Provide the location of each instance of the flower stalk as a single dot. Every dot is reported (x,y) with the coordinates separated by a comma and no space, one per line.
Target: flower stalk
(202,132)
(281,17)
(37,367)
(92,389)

### What you are asked to do:
Rewrite every line of the entries above as a numbered list, one line per item, and leave out any blank lines.

### Full output:
1. Provide the location of each instance of the flower stalk as a single dot. Every dot is reported (x,y) with the coordinates separated by a comma and no space, one per line.
2. Target: flower stalk
3. (202,132)
4. (281,17)
5. (37,367)
6. (92,389)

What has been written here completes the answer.